> _AIM A_: Can you write out the part of the description of the Joseph Stanley-Brown Papers from "In 1891, Secretary" up to and including "joint investigative commission."?
> _AIM B_: What comes next in the description of the Joseph Stanley-Brown Papers? Write its continuation, starting after the last sentence shown.

> _DOCUMENT TEXT_:
+ + +
Joseph Stanley-Brown Papers

 Collection
Identifier: MSS41186

Scope and Content Note

The papers of Joseph Stanley-Brown (1858-1941) span the period 1730-1941, with the bulk of the material concentrated in 1890-1899. The collection consists largely of notes, correspondence, reports, briefs, and newspaper articles relating to Alaskan fur sealing and to Stanley-Brown’s service in the Pribilof Islands as a federal treasury agent and as superintendent of sealing operations for a commercial company. Many notes and documents and much correspondence relate to Stanley-Brown’s family and his genealogical interests. The collection is organized into five series: Family Papers, Agency Files, Arbitral Files, Superintendency Files, and Miscellany.

When tradesman Nathaniel Stanley fled indebtedness in London, arriving in Baltimore in 1819, he adopted the name Joseph Brown. His grandson Joseph Stanley Brown, was an avid genealogist and changed his own surname to Stanley-Brown after discovering the circumstances of his family’s emigration from England. Though Stanley-Brown suspended his genealogical activities as he entered his career, he resumed those activities in the 1920s as he neared retirement. The Family Papers in this collection include Stanley-Brown’s correspondence with relatives and friends, including explorer and journalist George Kennan (1845-1924), and with officials and a professional genealogist in England, annotated engravings of churches in London, documents and copies of documents substantiating Stanley-Brown’s eighteenth-century ancestry, and a Bible printed in 1823 in which have been entered items of the Brown’s family’s history.

Many papers in the collection are wholly or partly written in shorthand. Equipped with this proficiency, Stanley-Brown became secretary to James A. Garfield in 1878, then private secretary after the congressman was inaugurated president in March 1881. After Garfield died in September, Stanley-Brown remained at his post until President Chester A. Arthur accepted his resignation in January 1882. The Family Papers include newspaper articles and a few other papers concerning his career as private secretary, mounted on pages disassembled from a scrapbook apparently kept by Stanley-Brown in the 1880s.

In 1891, Secretary of the Treasury Charles Foster requested that Stanley-Brown be sent as a special agent to the Pribilof Islands to observe sealing and seal life and he spent the summers of 1891-1892 on the rocky islands of St. Paul and St. George. The knowledge he acquired led to his appointment in 1892 as secretary to the American and British commissioners examining further the conditions of seal life in the Bering Sea. Among the Agency Files in the collection are Stanley-Brown’s notes, his official correspondence and that of other federal agents, Russian records gathered in Alaska, sealer’s depositions, government officials’ reports, and papers relating to the joint investigative commission.

When the British and American governments could not agree on the causes of the seals’ precipitous decline in population, its remedy, or the extent of American rights, the two nations decided to submit to the arbitration of an international tribunal sitting in Paris. At Secretary of State John W. Foster’s request, Stanley-Brown was named secretary to the American commissioners. The Arbitral Files include notes by Stanley-Brown and others, correspondence, extensive briefs prepared for American and British commissioners, transcripts of their actual agreements, and various American experts’ criticisms of British arguments. An unusual “Souvenir of the Arbitration” is a loose-leaf book containing comic illustrations by Robert Lansing, associate counsel for the United States, and mounted photographs of several of the principal participants in the arbitration.
+ + +
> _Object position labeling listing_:
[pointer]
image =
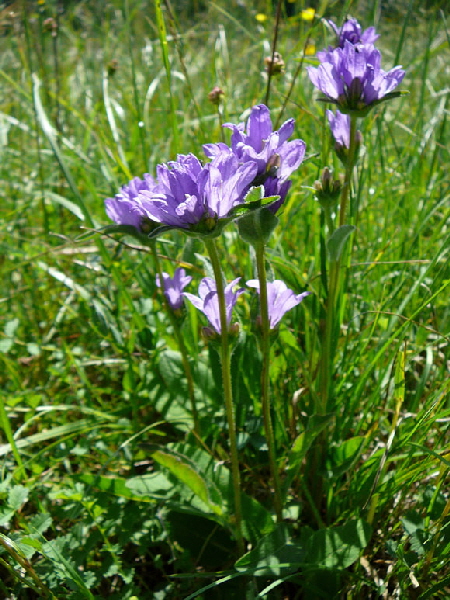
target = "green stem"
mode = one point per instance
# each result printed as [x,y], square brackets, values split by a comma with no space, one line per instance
[332,318]
[332,301]
[20,474]
[227,391]
[351,159]
[181,347]
[265,379]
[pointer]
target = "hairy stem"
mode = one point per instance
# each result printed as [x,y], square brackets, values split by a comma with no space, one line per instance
[265,379]
[227,391]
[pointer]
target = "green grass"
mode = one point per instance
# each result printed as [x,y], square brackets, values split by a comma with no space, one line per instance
[104,492]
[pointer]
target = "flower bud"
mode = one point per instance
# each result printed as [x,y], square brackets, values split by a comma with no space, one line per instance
[112,67]
[274,64]
[327,189]
[216,95]
[50,25]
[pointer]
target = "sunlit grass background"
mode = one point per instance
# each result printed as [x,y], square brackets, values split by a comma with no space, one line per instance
[91,377]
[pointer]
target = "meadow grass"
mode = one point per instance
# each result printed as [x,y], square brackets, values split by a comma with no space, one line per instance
[105,491]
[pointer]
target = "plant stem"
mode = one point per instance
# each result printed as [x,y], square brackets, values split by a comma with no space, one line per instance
[265,379]
[332,301]
[227,391]
[181,347]
[332,319]
[351,159]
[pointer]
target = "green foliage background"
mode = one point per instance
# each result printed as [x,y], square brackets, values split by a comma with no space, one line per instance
[103,490]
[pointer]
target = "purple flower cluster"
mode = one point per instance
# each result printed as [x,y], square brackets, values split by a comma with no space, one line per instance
[208,300]
[194,197]
[173,287]
[255,142]
[280,300]
[350,76]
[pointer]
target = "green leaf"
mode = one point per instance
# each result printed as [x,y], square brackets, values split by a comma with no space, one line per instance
[68,204]
[257,226]
[17,496]
[186,471]
[338,547]
[147,488]
[275,555]
[337,241]
[10,327]
[257,520]
[343,456]
[301,445]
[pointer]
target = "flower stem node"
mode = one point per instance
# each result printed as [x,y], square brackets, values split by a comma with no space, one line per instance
[216,95]
[274,64]
[327,189]
[257,226]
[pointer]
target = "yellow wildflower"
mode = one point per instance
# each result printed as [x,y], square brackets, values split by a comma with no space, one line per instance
[308,14]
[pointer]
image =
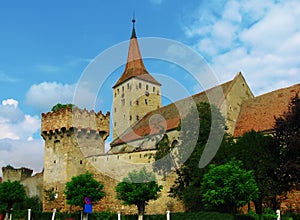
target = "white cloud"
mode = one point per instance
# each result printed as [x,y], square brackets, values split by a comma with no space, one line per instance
[17,143]
[5,78]
[14,124]
[10,102]
[18,153]
[45,95]
[259,38]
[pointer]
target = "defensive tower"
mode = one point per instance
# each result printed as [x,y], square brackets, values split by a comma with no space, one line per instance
[136,92]
[70,136]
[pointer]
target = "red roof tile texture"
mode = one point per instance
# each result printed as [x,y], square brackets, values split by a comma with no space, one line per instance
[167,117]
[135,66]
[259,113]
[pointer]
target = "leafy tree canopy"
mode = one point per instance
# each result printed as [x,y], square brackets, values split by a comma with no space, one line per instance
[187,185]
[138,188]
[257,153]
[11,193]
[81,186]
[228,187]
[287,136]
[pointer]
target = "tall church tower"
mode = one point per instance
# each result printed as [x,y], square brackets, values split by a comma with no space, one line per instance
[136,92]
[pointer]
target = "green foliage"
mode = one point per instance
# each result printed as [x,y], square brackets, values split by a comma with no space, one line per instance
[187,185]
[138,188]
[59,106]
[263,161]
[50,194]
[82,186]
[228,187]
[287,136]
[105,215]
[11,193]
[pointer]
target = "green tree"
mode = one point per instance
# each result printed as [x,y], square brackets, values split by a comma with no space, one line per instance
[190,175]
[11,193]
[256,151]
[227,187]
[81,186]
[287,137]
[138,188]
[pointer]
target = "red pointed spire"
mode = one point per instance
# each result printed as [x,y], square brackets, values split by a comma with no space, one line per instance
[135,65]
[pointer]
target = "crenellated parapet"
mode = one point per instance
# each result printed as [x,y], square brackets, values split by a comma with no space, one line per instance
[67,119]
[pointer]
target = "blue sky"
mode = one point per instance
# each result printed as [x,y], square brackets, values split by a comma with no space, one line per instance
[46,45]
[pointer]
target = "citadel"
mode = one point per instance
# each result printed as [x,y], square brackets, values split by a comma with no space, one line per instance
[75,138]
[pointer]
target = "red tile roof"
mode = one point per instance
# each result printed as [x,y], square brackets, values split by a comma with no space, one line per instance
[135,66]
[167,117]
[258,113]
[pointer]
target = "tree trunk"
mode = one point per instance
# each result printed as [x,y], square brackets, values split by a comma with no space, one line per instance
[258,206]
[141,210]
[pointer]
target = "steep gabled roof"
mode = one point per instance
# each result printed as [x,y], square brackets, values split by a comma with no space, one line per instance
[135,66]
[168,117]
[258,113]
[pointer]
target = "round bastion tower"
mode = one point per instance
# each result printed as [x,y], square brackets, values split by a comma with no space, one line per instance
[135,93]
[71,135]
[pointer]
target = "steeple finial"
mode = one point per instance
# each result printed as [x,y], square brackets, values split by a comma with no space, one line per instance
[133,34]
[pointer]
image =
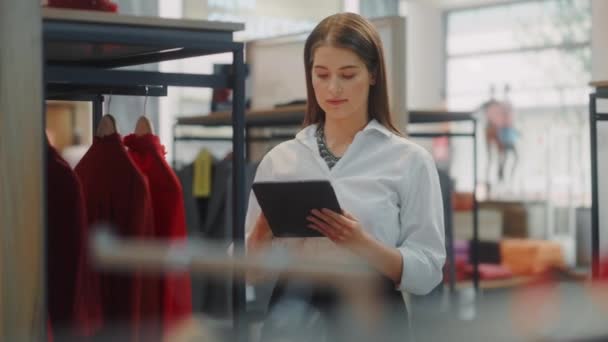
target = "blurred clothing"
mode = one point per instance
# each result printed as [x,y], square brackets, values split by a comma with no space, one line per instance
[169,220]
[117,193]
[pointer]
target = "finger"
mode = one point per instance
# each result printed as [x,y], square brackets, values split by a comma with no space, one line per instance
[327,217]
[348,215]
[329,231]
[321,223]
[338,218]
[324,232]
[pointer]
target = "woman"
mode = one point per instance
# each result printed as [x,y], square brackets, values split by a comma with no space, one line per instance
[387,185]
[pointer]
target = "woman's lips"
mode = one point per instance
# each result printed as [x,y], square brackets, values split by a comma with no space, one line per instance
[336,102]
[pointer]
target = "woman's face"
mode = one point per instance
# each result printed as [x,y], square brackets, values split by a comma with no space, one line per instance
[341,83]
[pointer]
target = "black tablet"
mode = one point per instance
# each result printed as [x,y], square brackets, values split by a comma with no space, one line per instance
[287,204]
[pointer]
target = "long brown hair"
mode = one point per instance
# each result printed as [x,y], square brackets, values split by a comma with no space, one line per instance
[355,33]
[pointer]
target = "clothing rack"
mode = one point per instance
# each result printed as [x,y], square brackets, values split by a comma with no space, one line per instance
[293,116]
[601,92]
[85,51]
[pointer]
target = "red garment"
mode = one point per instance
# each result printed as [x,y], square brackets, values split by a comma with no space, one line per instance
[67,262]
[97,5]
[169,218]
[117,193]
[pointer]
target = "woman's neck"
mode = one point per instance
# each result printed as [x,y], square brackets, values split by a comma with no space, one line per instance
[340,133]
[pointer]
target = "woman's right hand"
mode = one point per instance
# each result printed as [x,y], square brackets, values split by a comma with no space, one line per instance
[260,236]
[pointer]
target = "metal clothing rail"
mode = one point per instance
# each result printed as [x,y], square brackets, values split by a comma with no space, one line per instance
[84,51]
[601,92]
[292,116]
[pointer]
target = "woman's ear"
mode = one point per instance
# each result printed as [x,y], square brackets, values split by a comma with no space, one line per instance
[372,78]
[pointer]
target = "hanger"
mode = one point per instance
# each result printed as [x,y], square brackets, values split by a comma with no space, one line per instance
[143,125]
[107,124]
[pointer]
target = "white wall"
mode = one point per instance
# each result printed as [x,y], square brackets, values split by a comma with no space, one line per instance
[424,54]
[599,48]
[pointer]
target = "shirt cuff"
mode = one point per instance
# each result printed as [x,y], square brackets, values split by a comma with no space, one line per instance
[418,274]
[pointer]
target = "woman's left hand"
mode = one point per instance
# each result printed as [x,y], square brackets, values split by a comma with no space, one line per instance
[343,229]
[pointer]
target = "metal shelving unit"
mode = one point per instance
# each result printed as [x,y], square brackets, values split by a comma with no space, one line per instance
[85,56]
[601,92]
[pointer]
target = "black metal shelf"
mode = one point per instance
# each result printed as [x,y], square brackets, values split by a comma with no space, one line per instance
[83,50]
[601,92]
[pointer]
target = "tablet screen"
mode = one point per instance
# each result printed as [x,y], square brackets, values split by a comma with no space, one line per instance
[287,204]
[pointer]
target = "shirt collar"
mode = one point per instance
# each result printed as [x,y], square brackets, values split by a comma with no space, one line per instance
[375,125]
[307,135]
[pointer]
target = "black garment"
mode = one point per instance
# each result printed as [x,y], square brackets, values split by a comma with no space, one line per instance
[305,312]
[211,219]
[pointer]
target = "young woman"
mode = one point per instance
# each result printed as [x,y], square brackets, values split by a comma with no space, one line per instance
[387,185]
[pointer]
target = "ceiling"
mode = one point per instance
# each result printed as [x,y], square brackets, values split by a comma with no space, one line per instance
[467,3]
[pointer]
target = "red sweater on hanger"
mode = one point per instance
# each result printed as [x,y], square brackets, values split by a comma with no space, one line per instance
[169,217]
[67,261]
[117,193]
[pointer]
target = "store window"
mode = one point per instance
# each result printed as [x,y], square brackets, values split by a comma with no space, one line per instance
[535,54]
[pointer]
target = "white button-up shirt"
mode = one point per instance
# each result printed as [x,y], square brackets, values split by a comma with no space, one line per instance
[387,182]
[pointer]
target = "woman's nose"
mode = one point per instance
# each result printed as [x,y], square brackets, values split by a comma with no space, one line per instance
[334,86]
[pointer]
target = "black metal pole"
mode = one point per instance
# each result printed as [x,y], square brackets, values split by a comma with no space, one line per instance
[174,148]
[475,212]
[238,197]
[595,234]
[97,111]
[248,144]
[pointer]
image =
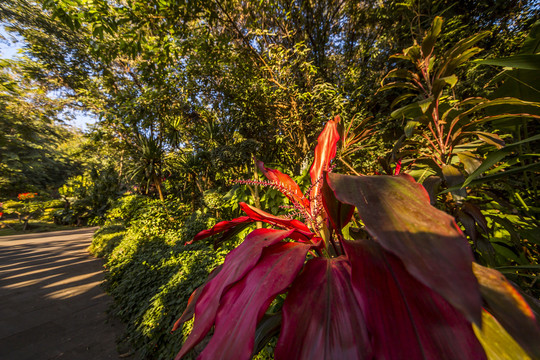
+ + +
> _EXERCISE RESPONSE A_:
In 1891, Secretary of the Treasury Charles Foster requested that Stanley-Brown be sent as a special agent to the Pribilof Islands to observe sealing and seal life and he spent the summers of 1891-1892 on the rocky islands of St. Paul and St. George. The knowledge he acquired led to his appointment in 1892 as secretary to the American and British commissioners examining further the conditions of seal life in the Bering Sea. Among the Agency Files in the collection are Stanley-Brown’s notes, his official correspondence and that of other federal agents, Russian records gathered in Alaska, sealer’s depositions, government officials’ reports, and papers relating to the joint investigative commission.

> _EXERCISE RESPONSE B_:
“Then came the question of what next,” wrote Stanley-Brown in 1927. “There were three little ones to be taken care of and a brilliant financial offer made by the corporation which leased the sealing rights on the Pribilof Islands was accepted and this meant six more trips to inhospitable but most interesting Alaska, going up in May and returning in August.” [1] The Superintendency Files include notes, correspondence, and other papers from Stanley-Brown’s tenure as superintendent in the North American Commercial Company, as well as a manuscript describing the wildlife of St. Paul’s Island, written in Russian about 1845.

The Miscellany series in the collection largely contains clipped newspaper and magazine articles treating fur sealing and its attendant controversies and developments. The collection contains almost no papers relating to Stanley-Brown’s later career as an investment banker, from which he retired in 1929.

1. Joseph Stanley-Brown to J. Eliot Wright, May 17, 1927, Family Papers, Corresondence, 1880-1929, Container 1.

Dates

  • Creation: 1730-1941
  • Creation: Majority of material found within ( 1890-1899)

Language of Materials

Collection material in English with some Russian

Access and Restrictions

The papers of Joseph Stanley-Brown are open to research. Researchers are advised to contact the Manuscript Reading Room prior to visiting. Many collections are stored off-site and advance notice is needed to retrieve these items for research use.

Copyright Status

The status of copyright in the unpublished writings of Joseph Stanley-Brown is governed by the Copyright Law of the United States (Title 17, U.S.C.).

Biographical Note

Biographical Note

1858, Aug. 19
Born Joseph Stanley Brown (later changed to Joseph Stanley-Brown), Washington, D.C.
1866 - 1876
Educated in Washington, D.C., public schools
1876 - 1880
Stenographer to John Wesley Powell, director of the Survey of the Rocky Mountain Region
1878 - 1881
Secretary to James A. Garfield
1881 - 1882
Private secretary to Presidents James A. Garfield and Chester Alan Arthur
1882 - 1885
Civil servant, U.S. Geological Survey
1885 - 1888
Studied geology, Sheffield Scientific School, Yale University, New Haven, Conn.
1888
Married Mary Garfield, daughter of the assassinated president
1888 - 1889
Assistant geologist, U.S. Geological Survey
1891 - 1893
Special agent, Treasury Department, investigating seal life on Pribilof Islands
1892
Secretary to Bering Sea Joint Commission
1893
Secretary to American commissioners in attendance on the Fur Seal Tribunal of Arbitration, Paris, France
1893 - 1932
Editor, Bulletin of the Geological Society of America
1894 - 1899
Superintendent, North American Commercial Co., and leaseholder of sealing rights in Pribilof Islands
1899 - 1902
Assistant secretary, Union Pacific and Southern Pacific railway systems, New York, N.Y.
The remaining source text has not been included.